### Work to complete
Restate the full listing word for word and leave the pictures out.

### Data for processing
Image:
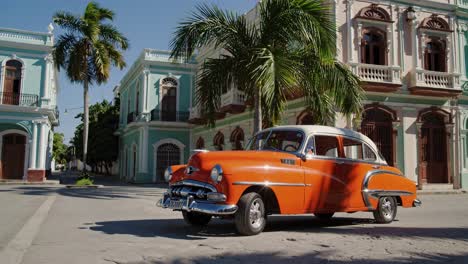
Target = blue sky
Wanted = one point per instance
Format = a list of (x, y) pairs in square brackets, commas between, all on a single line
[(146, 23)]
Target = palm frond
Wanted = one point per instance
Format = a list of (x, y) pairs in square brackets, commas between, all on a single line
[(68, 21), (62, 48), (208, 26), (275, 74), (215, 78), (110, 34)]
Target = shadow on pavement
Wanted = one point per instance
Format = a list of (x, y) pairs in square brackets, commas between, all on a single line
[(316, 257), (177, 229), (108, 192)]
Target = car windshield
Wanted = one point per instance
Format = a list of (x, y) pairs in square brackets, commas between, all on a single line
[(277, 140)]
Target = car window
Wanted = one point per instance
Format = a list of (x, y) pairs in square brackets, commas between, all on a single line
[(289, 141), (277, 140), (352, 149), (326, 146), (369, 154)]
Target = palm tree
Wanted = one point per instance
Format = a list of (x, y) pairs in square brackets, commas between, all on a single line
[(87, 50), (288, 49)]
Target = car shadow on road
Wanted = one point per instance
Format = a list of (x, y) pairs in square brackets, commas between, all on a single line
[(177, 229), (311, 258), (108, 192)]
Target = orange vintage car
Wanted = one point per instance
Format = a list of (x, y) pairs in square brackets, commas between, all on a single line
[(316, 170)]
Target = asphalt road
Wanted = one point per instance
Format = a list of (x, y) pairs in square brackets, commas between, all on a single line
[(120, 224)]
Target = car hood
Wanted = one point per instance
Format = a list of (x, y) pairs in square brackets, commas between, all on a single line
[(231, 162)]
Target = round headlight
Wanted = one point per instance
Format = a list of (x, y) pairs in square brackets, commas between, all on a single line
[(216, 173), (168, 174)]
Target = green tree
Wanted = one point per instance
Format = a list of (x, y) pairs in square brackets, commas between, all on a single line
[(103, 144), (87, 50), (59, 149), (289, 49)]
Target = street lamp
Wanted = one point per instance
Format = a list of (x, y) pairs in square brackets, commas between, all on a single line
[(74, 108), (410, 13)]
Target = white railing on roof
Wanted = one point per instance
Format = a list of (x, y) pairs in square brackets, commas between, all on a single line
[(26, 36), (195, 112), (233, 97), (377, 73), (434, 79)]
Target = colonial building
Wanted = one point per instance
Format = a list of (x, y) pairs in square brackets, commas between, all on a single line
[(155, 98), (411, 57), (28, 100)]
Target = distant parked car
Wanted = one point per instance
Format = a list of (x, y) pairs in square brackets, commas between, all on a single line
[(289, 170)]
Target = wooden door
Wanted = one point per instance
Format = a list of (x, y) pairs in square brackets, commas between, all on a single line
[(11, 88), (167, 155), (169, 105), (433, 157), (377, 125), (13, 156)]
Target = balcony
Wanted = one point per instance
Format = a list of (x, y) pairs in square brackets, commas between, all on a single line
[(233, 102), (30, 100), (131, 117), (195, 116), (378, 78), (169, 116), (433, 83)]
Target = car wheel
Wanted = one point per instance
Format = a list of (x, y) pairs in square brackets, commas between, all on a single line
[(324, 217), (386, 210), (196, 219), (250, 216)]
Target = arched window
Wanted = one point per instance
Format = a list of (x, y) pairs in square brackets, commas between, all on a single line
[(169, 99), (168, 154), (218, 141), (434, 137), (377, 124), (137, 99), (373, 46), (12, 82), (305, 118), (434, 55), (200, 143), (134, 164), (237, 139)]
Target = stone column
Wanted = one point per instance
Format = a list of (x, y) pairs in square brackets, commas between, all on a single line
[(45, 92), (349, 27), (462, 67), (33, 148), (43, 145), (410, 132), (144, 150)]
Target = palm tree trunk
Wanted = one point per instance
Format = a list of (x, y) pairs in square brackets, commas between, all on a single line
[(85, 123), (257, 111)]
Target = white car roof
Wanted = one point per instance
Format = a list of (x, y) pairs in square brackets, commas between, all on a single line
[(315, 129)]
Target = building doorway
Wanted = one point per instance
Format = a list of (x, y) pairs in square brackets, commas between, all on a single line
[(13, 156), (433, 157), (167, 155), (377, 124)]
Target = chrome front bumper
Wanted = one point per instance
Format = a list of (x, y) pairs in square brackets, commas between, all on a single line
[(189, 204)]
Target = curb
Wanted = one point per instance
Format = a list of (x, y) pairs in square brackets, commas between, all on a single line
[(441, 192), (83, 187), (47, 182)]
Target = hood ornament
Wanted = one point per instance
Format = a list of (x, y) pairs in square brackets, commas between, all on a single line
[(190, 169)]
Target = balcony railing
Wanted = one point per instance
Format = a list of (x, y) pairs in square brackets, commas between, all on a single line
[(195, 113), (233, 97), (131, 117), (19, 99), (433, 79), (169, 116), (377, 73)]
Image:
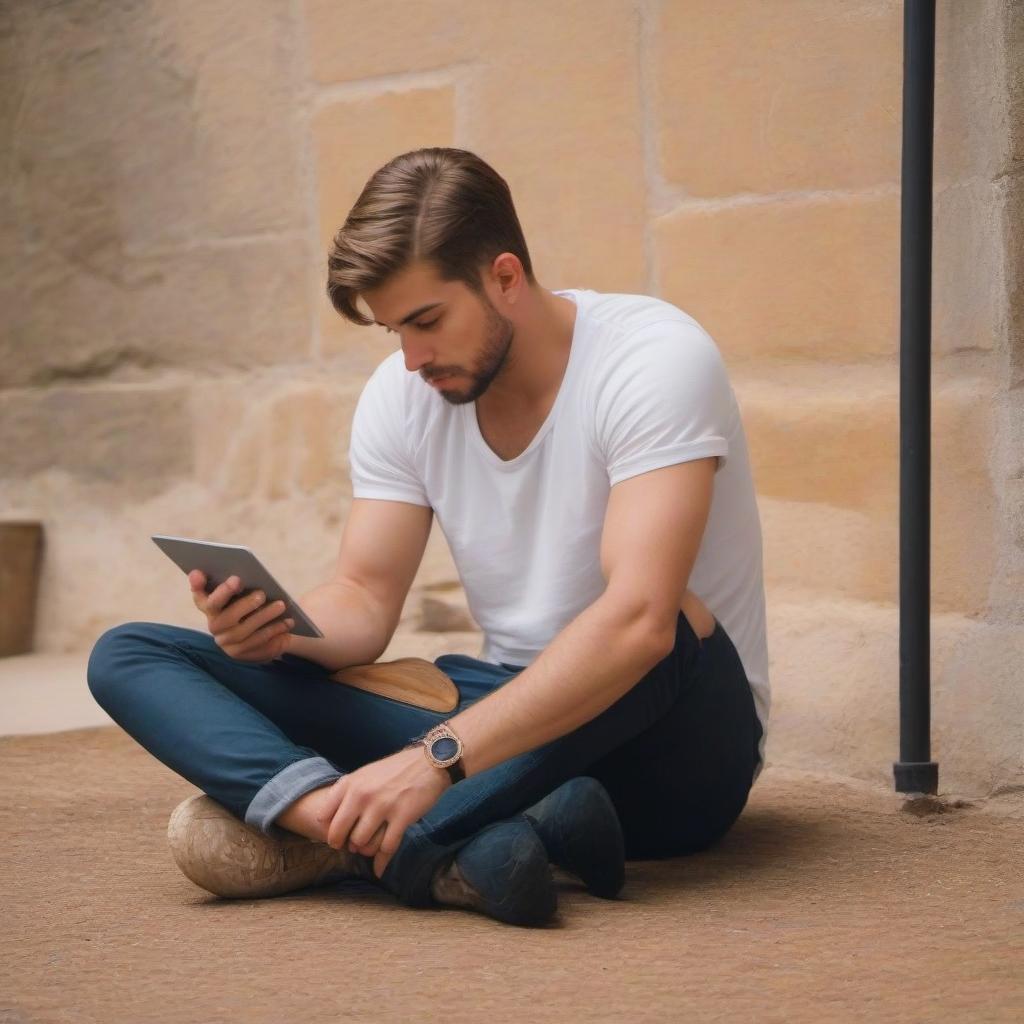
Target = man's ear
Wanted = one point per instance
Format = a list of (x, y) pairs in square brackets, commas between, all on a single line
[(507, 274)]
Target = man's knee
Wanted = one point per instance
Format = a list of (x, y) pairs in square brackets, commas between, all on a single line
[(114, 658)]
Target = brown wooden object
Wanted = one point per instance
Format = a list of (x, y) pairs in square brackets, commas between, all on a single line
[(411, 680)]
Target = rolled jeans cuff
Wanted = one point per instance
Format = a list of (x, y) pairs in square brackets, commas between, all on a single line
[(282, 791)]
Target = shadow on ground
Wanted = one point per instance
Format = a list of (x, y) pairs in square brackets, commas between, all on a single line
[(825, 902)]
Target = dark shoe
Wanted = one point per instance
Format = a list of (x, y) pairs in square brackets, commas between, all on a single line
[(502, 871), (580, 829)]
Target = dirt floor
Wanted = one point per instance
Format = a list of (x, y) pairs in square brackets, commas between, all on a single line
[(827, 902)]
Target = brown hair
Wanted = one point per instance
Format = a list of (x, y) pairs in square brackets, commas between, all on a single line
[(442, 206)]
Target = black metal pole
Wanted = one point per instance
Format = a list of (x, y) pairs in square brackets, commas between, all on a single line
[(915, 772)]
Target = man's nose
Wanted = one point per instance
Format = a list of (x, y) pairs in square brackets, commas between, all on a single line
[(416, 355)]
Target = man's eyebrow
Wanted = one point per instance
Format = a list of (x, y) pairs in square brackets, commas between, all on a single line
[(413, 314)]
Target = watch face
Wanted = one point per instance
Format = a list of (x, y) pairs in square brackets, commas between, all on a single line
[(443, 749)]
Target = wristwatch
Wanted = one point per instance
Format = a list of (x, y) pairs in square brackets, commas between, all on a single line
[(443, 750)]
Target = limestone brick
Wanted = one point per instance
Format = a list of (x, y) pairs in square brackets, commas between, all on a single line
[(134, 441), (273, 438), (361, 39), (976, 130), (154, 124), (835, 677), (207, 308), (832, 457), (804, 95), (569, 145), (560, 118), (787, 280), (352, 139), (966, 271)]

### Answer below
Image:
Target = blue sky
Wanted = one point per instance
Format = a list of (x, y) pairs in square brackets, commas between, all on a single line
[(146, 23)]
Target = palm frond
Wanted = one point per instance
Format = a list of (x, y) pairs in square brackets, commas between, all on a single line
[(68, 21), (62, 48), (208, 26), (275, 74), (215, 78), (110, 34)]
Target = shadow on pavement
Wanted = one point per instance
Format = a list of (x, y) pairs in square brackets, commas between, all on a single line
[(316, 257), (177, 229), (108, 192)]
Target = car windshield
Wanted = one point per instance
Format = a list of (x, y) pairs in square brackets, commas between, all on a single line
[(277, 140)]
Target = car window
Wanted = one point per instance
Format = a list of (x, y) pairs in square brackets, commas between, all on a single line
[(289, 141), (277, 140), (352, 149), (326, 146), (369, 154)]
Target = palm tree
Wanted = one point per instance
Format = a list of (x, y) pairs in square brackets, commas between, all on a single line
[(87, 50), (288, 49)]
Target = car shadow on road
Wanted = one point per instance
Format = a list of (x, y) pairs in square brackets, commas between, all on a single line
[(177, 229), (311, 258), (108, 192)]
Target = orange vintage car
Wanted = one point per instance
Format = a list of (x, y) pairs in square brackets, commas between, all on a single line
[(316, 170)]
Target = asphalt road
Wanted = one point per instance
Format = a list of (x, y) pairs in square brackets, commas between, all on a single line
[(120, 224)]
Target = car hood
Wanted = one point per instance
Format = a list of (x, y) pairs in square brackets, commas between, all on a single line
[(231, 162)]
Target = round headlight
Wanted = one point per instance
Format = a list of (x, y) pairs in square brackets, commas between, all on a single line
[(216, 173), (168, 174)]
Target = green tree
Wanted = one point per instance
Format = a list of (x, y) pairs in square brackets, commas between, all on a single line
[(103, 144), (87, 50), (59, 149), (289, 49)]
Target = street lamp
Wanted = one point per instance
Format = a list of (x, y) pairs in square brackets, commas between, all on a single line
[(74, 108), (410, 13)]
Target = white railing on roof
Wanted = one point per instance
Format = a list of (x, y) pairs in square brackets, commas between, all on a single line
[(26, 36), (195, 112), (233, 97), (377, 73), (434, 79)]
Target = colonial building
Wanted = one point per instance
Format = a list of (x, y) pairs in square brackets, commas between, all on a single line
[(155, 98), (411, 57), (28, 100)]
Target = distant parked car
Wanted = one point per instance
Format = a list of (x, y) pairs in square brackets, commas between, all on a single line
[(289, 170)]
Target = wooden door
Wanted = one point per instance
Format = a list of (x, y) pairs in square brackets, commas between, all on a single line
[(11, 88), (167, 155), (169, 105), (433, 157), (377, 125), (13, 156)]
Target = balcony
Wanted = one point per instance
Format = a list of (x, y) pairs in square brackets, commas between, all on a single line
[(233, 102), (30, 100), (131, 117), (195, 116), (378, 78), (169, 116), (433, 83)]
Target = car wheel
Wanted = one point per instance
Format = a list of (x, y) pairs in square brackets, commas between, all on a single line
[(324, 217), (386, 210), (196, 219), (250, 216)]
Target = arched window
Wanted = one point per instance
Format = a list of (x, y) pairs in square brackets, commas between, all on a single line
[(169, 99), (168, 154), (218, 141), (434, 137), (377, 124), (137, 99), (373, 46), (12, 82), (305, 118), (434, 55), (200, 143), (134, 164), (237, 139)]
Target = stone column
Wanted = one point per instance
Format = a list of (x, y) pairs in square brackets, commas between, all on a single line
[(45, 92), (349, 27), (462, 67), (33, 148), (43, 145), (410, 132), (144, 150)]
Target = palm tree trunk
Wanted = one point per instance
Format = a list of (x, y) pairs in square brackets, commas between, all on a single line
[(85, 123), (257, 111)]
Target = white car roof
Wanted = one point per instance
Format = a list of (x, y) pairs in square brackets, commas between, all on a single line
[(315, 129)]
Target = building doorway
Wanted = one point per instance
Format = a list of (x, y) pairs in square brackets, commas between, all on a single line
[(13, 156), (433, 157), (167, 155), (377, 124)]
Target = chrome front bumper
Wanted = one point per instance
Format = a list of (x, y) pairs in square brackets, commas between, all on a single line
[(189, 204)]
Target = curb
Wanted = one point per instance
Format = a list of (x, y) pairs in square brackets, commas between, all on a single line
[(441, 192), (83, 187), (47, 182)]
Target = hood ornament
Wanted = one point per instance
Format = a list of (x, y) pairs in square brackets, commas between, all on a single line
[(190, 169)]
Target = balcony railing
Wanted = one point per instance
Format = a list of (x, y) pairs in square brackets, commas between, all on a single line
[(195, 113), (233, 97), (131, 117), (19, 99), (433, 79), (169, 116), (377, 73)]
Image:
Target = man's ear
Wanted = one point per instance
Format = a list of (x, y) pairs in square brackets, commas between, all on a single line
[(507, 274)]
Target = man's knee
Wanted = one point per instance
Format = a list of (x, y) pairs in square brackets, commas between, all on a single line
[(114, 658)]
Target = brown wooden object
Wanted = one point per instance
Format = a list of (x, y) pairs in square brackets, commas between, all on a single line
[(411, 680)]
Target = rolled jeans cuff
Wanted = one point per instance
Format = a list of (x, y) pairs in square brackets, commas between, all on a single line
[(282, 791)]
Target = shadow on ground
Wanted = one point per instance
Format = a list of (x, y) pairs in square brackets, commas between, all on a single line
[(825, 902)]
Target = dark shoe
Wanted = one point per instance
Format = a list of (x, y) pairs in square brackets, commas between, all on a single line
[(502, 871), (580, 829)]
Target = dirt floor
Wanted = one point per instance
Format = a list of (x, y) pairs in square brackets, commas between, all on a single line
[(827, 902)]
Target = brown hair
Wanted = one point per instance
Format = a list of (x, y) pairs in square brackets, commas between, all on a single line
[(442, 206)]
Target = black metal pole
Wanted = one point per instance
Format = a list of (x, y) pairs in square brackets, commas between, all on a single line
[(915, 772)]
Target = man's nose
Wanted = one point per instance
Format = a list of (x, y) pairs in square brackets, commas between, all on a single line
[(416, 355)]
Target = man's eyebrow
Wanted = one point per instance
Format = a list of (x, y) pairs in square brackets, commas between, all on a single line
[(413, 314)]
Target = watch face
Wanted = one point per instance
Format = a list of (x, y) pairs in square brackets, commas between, all on a single line
[(443, 749)]
Target = wristwatch
Wanted = one point per instance
Format = a list of (x, y) pairs in square brackets, commas between, all on a single line
[(443, 750)]
Target = limestone brick
Wanted = one point per instance
Format = a list of (x, y) pairs in square brackets, commas between, all on a single line
[(134, 441), (273, 438), (361, 39), (976, 130), (154, 124), (835, 677), (207, 308), (832, 457), (804, 95), (569, 145), (560, 118), (787, 280), (352, 139), (966, 271)]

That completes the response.